ИСХОДНЫЙ ТЕКСТ.
На Дорогомиловском химическом заводе был интересный контингент людей. Были либо очень старые кадровые рабочие, проработавшие 30 лет, либо штрафники разного рода. Мой старший аппаратчик был штрафник. В войну служил, и в 1941 году, после битвы под Москвой сказал приятелю: "Еще одна такая победа, и у нас вообще войск не останется". Приятель, (а они за одной девушкой ухаживали), что называется, пришел первым. После этого в штрафбаты, но он, как ни странно, выжил до конца войны. Дальше у него возникли трудности с работой, и в результате он попал на химзавод. Когда я пришел, он посмотрел на меня и сказал: "Студент, хорошо. А ты политикой интересуешься?" "Немножко". И начал задавать вопросы – а вот это, а вот это, а это. Я все-таки сдал экзамен, и мы стали друзьями.
Год проработал на заводе, а потом моя мама пошла снова в нефтяной институт, потому что поступить куда-нибудь в другое место шансов практически не было. Стала беседовать с деканом. Я всегда отлично учился, декан помнил, конечно. В общем, уже в то время люди к делам такого рода относились, на самом деле, достаточно негативно. Мама сказала пламенную речь. Декан у нее спросил: "А вы коммунист?" Мама выпрямилась и сказала: "Я беспартийный коммунист".
Тамара Ляленкова: Умница какая.
Виктор Полтерович: И все. И меня снова приняли. В результате я потерял два года, тем не менее, окончил нефтяной институт, потом сразу же стал работать в нефтяной отрасли в Институте автоматизации нефтяной и газовой промышленности. Ездил по стране, посмотрел на разные заводы, придумал какие-то схемы, получил авторские свидетельства (штуки 3, по-моему). За это время окончил мехмат вечерний – инженерный поток, так называемый. Туда можно было поступать.
Тамара Ляленкова: Почему вы решили получить второе образование? Это же было не так популярно.
Виктор Полтерович: Не знаю. Как у меня была страсть к философии, так же я понимал, что без математики как без языка. Скажем, если вы не знаете английского, то для вас вся англоязычная литература закрыта. Я, кстати говоря, и в школе, и в институте учил немецкий. Поэтому английский мне пришлось тоже самому учить без учителей. И математика. Я почувствовал, что она мне нужна для понимания многих вещей. Поэтому я в тот год, когда работал на заводе, вечером занимался математикой и философией. В 1966 году я уже окончил мехмат и перешел в ЦИМИ.
Тамара Ляленкова: Теперь в Центральном экономико-математическом институте РАН Виктор Полтерович заведует лабораторией математической экономики. Несмотря на все трудности, он получил даже не одно – а два высших образования, и второе, математическое – в Московском университете.
Мой следующий собеседник - ректор Московской высшей школы социальных и экономических наук Анатолий Каспржак. Мы продолжаем обсуждать миф о советском образовании.

ВЫПОЛНИТЕ ЗАДАНИЯ.
[1] Перескажите короче абзац текста, начинающийся словами «Год проработал на заводе», сохранив его основные факты.
[2] Продублируйте, пожалуйста, без изменений фрагмент текста: всё начиная с «Тамара Ляленкова: Умница» и вплоть до «не так популярно.».
Ниже приведён отдельный материал, не относящийся к тексту.

ПРЕДСТАВЛЕННЫЕ ДАННЫЕ.

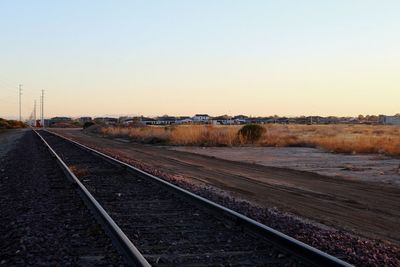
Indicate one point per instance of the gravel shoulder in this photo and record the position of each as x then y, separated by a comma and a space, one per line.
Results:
8, 139
367, 209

ПРАВИЛЬНЫЕ ОТВЕТЫ.
[1] Через год работы на заводе мама снова пошла в нефтяной институт, так как поступить куда-то ещё шансов почти не было. Она побеседовала с деканом, который помнил, что сын всегда отлично учился. Хотя к таким делам тогда относились довольно негативно, мама произнесла пламенную речь. На вопрос декана, коммунист ли она, мама ответила: «Я беспартийный коммунист».

[2]
Тамара Ляленкова: Умница какая.
Виктор Полтерович: И все. И меня снова приняли. В результате я потерял два года, тем не менее, окончил нефтяной институт, потом сразу же стал работать в нефтяной отрасли в Институте автоматизации нефтяной и газовой промышленности. Ездил по стране, посмотрел на разные заводы, придумал какие-то схемы, получил авторские свидетельства (штуки 3, по-моему). За это время окончил мехмат вечерний – инженерный поток, так называемый. Туда можно было поступать.
Тамара Ляленкова: Почему вы решили получить второе образование? Это же было не так популярно.